▶ WHAT THIS EXERCISE ASKS:
[a] In the blog post, which MAC lipstick shade did the writer buy while Megan tried on shoes at Nordstrom?
[b] Pick up the blog post about the Christmas list and shopping weekend right after its last sentence, and keep going in the same voice.

▶ TEXT PROVIDED:
It’ just about that time of year again!
And here at the Nash household, we do things right. I’ve got my Justin Bieber Christmas CD, new Martha Stewart red and white throw, and Frozen DVD waiting patiently for that most wonderful time of the year. The only thing this basic white girl needs now is a Christmas (and b-day) list fit for a queen! And probs a Chestnut Praline Latte.
So here it is! Behold a Christmas list brimming with frivolous goods and wares any gal might like. We’ve covered the main Christmas list “food groups” if you will, for all the pyramiders as well: B&B (bath and body), clothing, shoes, jewelry and OBVS meekup. What didn’t make the list were those strange personal quirky things, which are essential to any well-rounded Christmas list. For me, these items would include a Hobbit day planner, Hall Pass the movie (a classic), a PUPPY (pleeeease Bry!) or a large wedge of Cougar Gold cheese.
I think you get the idea :).
Last weekend, my mom and sister came for a visit. I took a half day off work Friday so we could gallivant around the city, try on mini-hats at Joann Fabrics and drink “skinny” margaritas that necessitated Splenda packets. Really, the goal was to knock a few items off the ol’ wedding to-do list and have a little fun while doing so. We scoured the city for a perfect off-the-rack blush toned bridesmaids dress for Megan. Turns out, it doesn’t exist. We pissed off the girl manning the Nordstrom Rack dressing room by bringing additional items into the stall after the initial batch. Literally, I thought she was going to kill me, even though I was SUPER smiley. GOSH. We bought discount fashions at H&M and I made friends with the cashier at Love Culture (a shop for girls 10 years my junior). I was toting my Tory Burch around all proud and sh*t and the cashier girl was like, “My Mom wants one of those Tory Burch purses.” So I guess I’m a Mom now and have NO business shopping at places like Love Culture. Anyway, here is what I got:
Every time I go to the MAC counter I inevitably end up swatching the lipsticks. You see, I am relentless in my search for beautiful lipsticks and the Cremesheen formula at MAC has me hooked. So, while Megan was trying on 73093 pairs of shoes at Nordstrom, I decided to make good use of my time by doing the same with lipstick. As I surveyed the rows of pinkish hues, a beautiful bright shade caught my eye – Sunny Seoul. Anyone else have this shade? I tried ‘er on and after showing Nan, she said, “That shade actually looks really pretty on you!” Like WTF Nan!? So all the other lip colors I wear are hideous? So of course, I bought it and I CAN’T STOP wearing it. I do notice it feathers/bleeds a bit so I may have to invest in a coordinating pencil, or that NYX Wonderpencil or something.

▶ DATA TO EXAMINE:
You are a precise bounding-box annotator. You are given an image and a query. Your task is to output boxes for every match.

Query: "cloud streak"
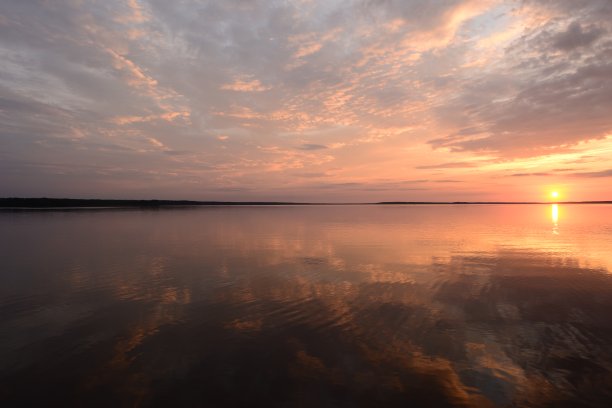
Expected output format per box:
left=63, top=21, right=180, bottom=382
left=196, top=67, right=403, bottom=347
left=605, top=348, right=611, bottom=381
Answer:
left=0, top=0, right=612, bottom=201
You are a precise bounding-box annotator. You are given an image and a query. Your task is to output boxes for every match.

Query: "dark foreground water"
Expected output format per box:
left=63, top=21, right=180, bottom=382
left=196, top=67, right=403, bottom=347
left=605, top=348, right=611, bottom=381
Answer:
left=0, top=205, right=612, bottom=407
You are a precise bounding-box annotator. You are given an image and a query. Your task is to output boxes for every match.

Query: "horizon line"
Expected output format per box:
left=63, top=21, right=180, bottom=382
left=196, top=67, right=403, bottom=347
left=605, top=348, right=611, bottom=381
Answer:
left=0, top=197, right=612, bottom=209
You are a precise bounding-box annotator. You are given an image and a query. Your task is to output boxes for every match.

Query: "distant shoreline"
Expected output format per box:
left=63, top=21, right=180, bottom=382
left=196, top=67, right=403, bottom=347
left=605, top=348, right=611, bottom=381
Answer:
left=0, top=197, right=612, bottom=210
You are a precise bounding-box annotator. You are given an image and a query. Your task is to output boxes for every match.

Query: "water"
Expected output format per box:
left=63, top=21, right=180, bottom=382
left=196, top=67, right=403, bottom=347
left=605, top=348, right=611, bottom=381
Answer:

▶ RESULTS OF THE EXERCISE:
[a] Sunny Seoul, in MAC's Cremesheen formula.

[b]
Bryan and I are watching the 7th season of Dexter and here are my thoughts thus far… Thank GOD LaGuerta and Angel got divorced, that was one gross couple. Plus, I couldn’t stand the way LaGuerta said Angel like “Ahnhel”. Deb (Jennifer Carpenter) looks more like an alien than ever. The story is going crazy since Deb found out Dexter is a serial killer and I can’t decide if I hate that she knows. Also, the babysitter? She dresses like a common hooker but is supposed to be this good girl? I don’t get it. Also, I am dreading the series finale because I hear it is terrible. And I just realized that I have said nothing nice about this show. Oh well.
Also, I randomly sprayed this stuff on my skin at Macy’s and am now obsessed and need 40 gallons.